▶ ASSIGNMENT: A word-for-word transcript of the closing lines is required: from the one with "the oven door." through the final line of the data.

Natural language region descriptions:
________
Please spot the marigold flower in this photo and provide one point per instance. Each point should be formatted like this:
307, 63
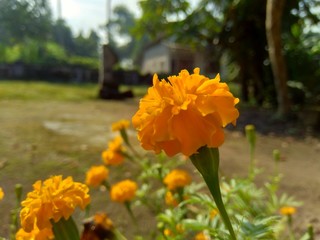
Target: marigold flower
177, 178
51, 200
35, 234
287, 210
1, 194
213, 213
113, 155
103, 220
184, 113
170, 199
96, 175
123, 191
121, 124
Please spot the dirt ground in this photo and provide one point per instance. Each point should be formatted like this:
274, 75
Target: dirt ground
86, 125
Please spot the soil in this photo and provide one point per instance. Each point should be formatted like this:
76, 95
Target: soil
88, 124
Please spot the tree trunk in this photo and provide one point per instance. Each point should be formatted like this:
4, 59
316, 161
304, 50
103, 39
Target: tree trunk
273, 30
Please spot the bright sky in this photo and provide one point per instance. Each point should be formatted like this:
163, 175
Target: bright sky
84, 15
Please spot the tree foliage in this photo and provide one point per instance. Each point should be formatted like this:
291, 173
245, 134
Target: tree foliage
236, 29
24, 19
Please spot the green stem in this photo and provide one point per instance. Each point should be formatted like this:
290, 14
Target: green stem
207, 162
134, 219
65, 229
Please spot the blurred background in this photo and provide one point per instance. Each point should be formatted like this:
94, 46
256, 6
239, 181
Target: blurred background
56, 40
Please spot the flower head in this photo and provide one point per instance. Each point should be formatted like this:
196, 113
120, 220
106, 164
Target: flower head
177, 178
184, 113
170, 199
121, 124
123, 191
35, 234
53, 199
287, 210
96, 175
103, 220
113, 155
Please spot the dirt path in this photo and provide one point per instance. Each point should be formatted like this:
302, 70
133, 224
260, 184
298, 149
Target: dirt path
87, 124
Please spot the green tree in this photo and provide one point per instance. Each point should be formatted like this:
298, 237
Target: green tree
24, 19
232, 27
62, 34
87, 46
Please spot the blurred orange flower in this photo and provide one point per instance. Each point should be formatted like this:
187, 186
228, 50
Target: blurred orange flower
184, 113
53, 199
103, 220
123, 191
287, 210
170, 199
119, 125
177, 178
96, 175
113, 155
213, 213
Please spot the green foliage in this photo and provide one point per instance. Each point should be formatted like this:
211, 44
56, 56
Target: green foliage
24, 19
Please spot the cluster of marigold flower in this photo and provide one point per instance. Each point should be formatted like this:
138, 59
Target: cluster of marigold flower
183, 114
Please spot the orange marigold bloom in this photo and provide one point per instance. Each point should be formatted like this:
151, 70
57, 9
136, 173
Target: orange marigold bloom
123, 191
113, 155
52, 199
184, 113
1, 194
286, 210
213, 213
103, 220
170, 199
35, 234
177, 178
122, 124
96, 175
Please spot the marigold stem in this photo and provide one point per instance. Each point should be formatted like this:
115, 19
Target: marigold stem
65, 229
207, 162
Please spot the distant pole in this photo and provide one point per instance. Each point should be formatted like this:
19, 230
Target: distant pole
108, 18
59, 9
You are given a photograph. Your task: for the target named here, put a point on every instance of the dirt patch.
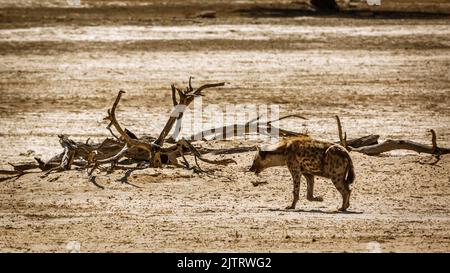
(382, 76)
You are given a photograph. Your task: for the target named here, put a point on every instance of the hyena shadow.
(316, 211)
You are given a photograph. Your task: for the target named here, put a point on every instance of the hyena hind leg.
(310, 189)
(296, 177)
(343, 188)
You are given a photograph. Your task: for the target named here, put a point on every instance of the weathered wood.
(391, 144)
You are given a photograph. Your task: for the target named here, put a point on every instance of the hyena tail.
(350, 170)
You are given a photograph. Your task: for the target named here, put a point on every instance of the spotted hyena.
(308, 157)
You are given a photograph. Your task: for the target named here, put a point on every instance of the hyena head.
(267, 158)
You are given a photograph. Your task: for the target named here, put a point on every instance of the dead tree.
(391, 144)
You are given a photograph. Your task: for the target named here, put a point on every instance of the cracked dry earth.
(382, 76)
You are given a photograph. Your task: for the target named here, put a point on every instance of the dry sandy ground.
(384, 76)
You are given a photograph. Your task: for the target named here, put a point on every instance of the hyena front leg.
(310, 189)
(343, 188)
(296, 177)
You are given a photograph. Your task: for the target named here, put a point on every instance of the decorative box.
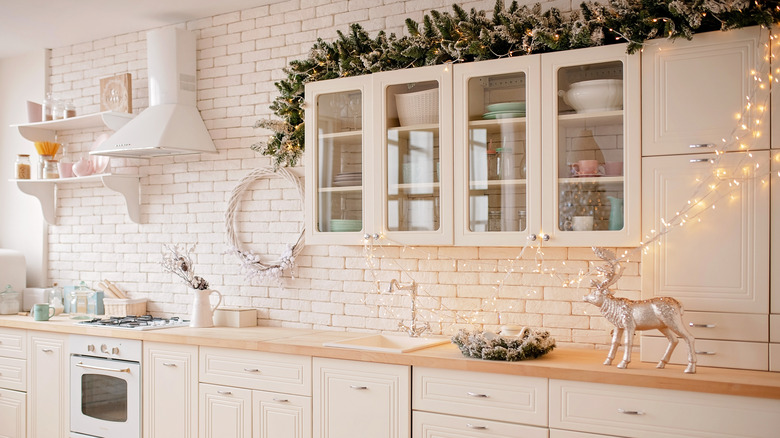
(235, 317)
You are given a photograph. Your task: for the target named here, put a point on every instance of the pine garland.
(463, 36)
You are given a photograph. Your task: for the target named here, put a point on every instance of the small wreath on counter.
(529, 344)
(253, 265)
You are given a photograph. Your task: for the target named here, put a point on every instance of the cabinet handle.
(627, 412)
(701, 325)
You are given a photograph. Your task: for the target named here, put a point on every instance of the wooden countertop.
(561, 363)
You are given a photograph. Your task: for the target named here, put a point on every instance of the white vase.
(202, 311)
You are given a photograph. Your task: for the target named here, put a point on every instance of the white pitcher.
(202, 312)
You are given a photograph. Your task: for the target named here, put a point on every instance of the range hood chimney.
(171, 125)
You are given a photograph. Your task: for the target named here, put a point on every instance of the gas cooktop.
(143, 322)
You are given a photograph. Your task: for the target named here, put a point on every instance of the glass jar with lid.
(22, 166)
(10, 301)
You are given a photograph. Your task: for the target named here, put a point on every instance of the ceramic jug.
(202, 311)
(615, 213)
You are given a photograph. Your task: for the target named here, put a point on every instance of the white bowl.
(596, 95)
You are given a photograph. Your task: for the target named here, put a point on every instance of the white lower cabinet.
(361, 399)
(636, 412)
(48, 395)
(224, 412)
(170, 390)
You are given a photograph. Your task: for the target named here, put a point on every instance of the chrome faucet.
(416, 328)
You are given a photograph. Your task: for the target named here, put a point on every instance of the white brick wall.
(240, 55)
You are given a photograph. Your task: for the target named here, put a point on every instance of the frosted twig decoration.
(177, 261)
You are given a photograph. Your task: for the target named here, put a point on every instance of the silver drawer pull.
(701, 325)
(473, 426)
(116, 370)
(627, 412)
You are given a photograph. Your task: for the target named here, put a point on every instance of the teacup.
(42, 312)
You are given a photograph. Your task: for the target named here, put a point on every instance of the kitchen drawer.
(255, 370)
(430, 425)
(774, 326)
(13, 374)
(12, 343)
(709, 353)
(500, 397)
(774, 357)
(651, 413)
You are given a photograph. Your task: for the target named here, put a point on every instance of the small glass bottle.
(50, 170)
(22, 166)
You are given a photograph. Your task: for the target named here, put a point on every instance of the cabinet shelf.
(46, 131)
(44, 189)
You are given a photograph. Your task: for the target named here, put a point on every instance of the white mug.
(582, 223)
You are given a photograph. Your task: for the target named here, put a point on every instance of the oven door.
(105, 397)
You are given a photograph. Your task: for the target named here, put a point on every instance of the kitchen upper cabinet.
(719, 260)
(225, 412)
(48, 399)
(692, 91)
(170, 390)
(361, 399)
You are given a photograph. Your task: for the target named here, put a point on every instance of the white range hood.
(171, 125)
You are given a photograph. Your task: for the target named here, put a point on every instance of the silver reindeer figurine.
(662, 313)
________
▶ TASK SOLUTION:
You are given a photograph. Your task: for the target named here, put a point on every instance of the oven door.
(105, 397)
You are given a photograph. Your task: for the target named here, put a point on every instance of the kitchen upper cabinet.
(719, 260)
(225, 412)
(48, 399)
(692, 91)
(170, 390)
(361, 399)
You are given a photograph. Your task: for the target named here, put a point on every instance of the white range hood.
(171, 125)
You are given a photograph. Your task: for the target named here, put a point on every instance of the silver reindeer figurine.
(662, 313)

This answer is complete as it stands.